• _Task_
Reproduce the stretch of data from its start through the line containing "257L437 250L422 243L381", replacing every "rough mask" with "coarse mask" and leaving all else unchanged.

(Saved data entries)
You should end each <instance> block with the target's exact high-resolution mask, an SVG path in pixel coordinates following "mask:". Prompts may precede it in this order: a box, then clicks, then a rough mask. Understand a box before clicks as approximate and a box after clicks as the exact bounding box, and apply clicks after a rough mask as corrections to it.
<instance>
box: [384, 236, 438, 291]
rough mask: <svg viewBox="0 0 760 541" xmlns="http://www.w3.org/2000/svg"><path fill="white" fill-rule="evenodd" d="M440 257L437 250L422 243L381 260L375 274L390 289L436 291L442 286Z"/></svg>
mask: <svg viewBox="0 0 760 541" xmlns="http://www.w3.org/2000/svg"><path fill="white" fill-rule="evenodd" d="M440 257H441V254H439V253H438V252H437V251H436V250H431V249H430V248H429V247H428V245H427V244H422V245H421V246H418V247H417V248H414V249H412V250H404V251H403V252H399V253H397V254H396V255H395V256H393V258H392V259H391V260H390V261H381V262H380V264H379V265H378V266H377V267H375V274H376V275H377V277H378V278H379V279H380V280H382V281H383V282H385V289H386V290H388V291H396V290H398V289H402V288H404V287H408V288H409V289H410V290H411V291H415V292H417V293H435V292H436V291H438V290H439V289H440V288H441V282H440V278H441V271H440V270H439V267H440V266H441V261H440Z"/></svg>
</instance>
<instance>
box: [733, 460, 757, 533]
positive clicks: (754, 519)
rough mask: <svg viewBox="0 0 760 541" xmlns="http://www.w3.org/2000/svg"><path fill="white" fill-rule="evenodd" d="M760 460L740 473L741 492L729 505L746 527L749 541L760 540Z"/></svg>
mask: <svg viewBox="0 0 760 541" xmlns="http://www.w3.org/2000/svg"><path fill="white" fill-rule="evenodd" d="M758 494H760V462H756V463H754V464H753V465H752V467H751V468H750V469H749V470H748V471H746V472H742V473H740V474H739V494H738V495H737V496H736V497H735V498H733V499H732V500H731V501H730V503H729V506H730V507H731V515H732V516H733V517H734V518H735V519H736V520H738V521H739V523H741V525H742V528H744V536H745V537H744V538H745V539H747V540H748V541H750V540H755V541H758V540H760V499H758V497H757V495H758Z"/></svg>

• _Written solution_
You should end each <instance> block with the target's exact high-resolution mask, an SVG path in pixel coordinates following "mask:". Prompts may precede it in this order: a box, then clicks, then a coarse mask. Understand a box before clicks as approximate and a box after clicks as the exact bounding box, and apply clicks after a coarse mask as corrections to it.
<instance>
box: [384, 236, 438, 291]
coarse mask: <svg viewBox="0 0 760 541" xmlns="http://www.w3.org/2000/svg"><path fill="white" fill-rule="evenodd" d="M440 257L437 250L422 243L381 260L375 274L390 289L436 291L442 286Z"/></svg>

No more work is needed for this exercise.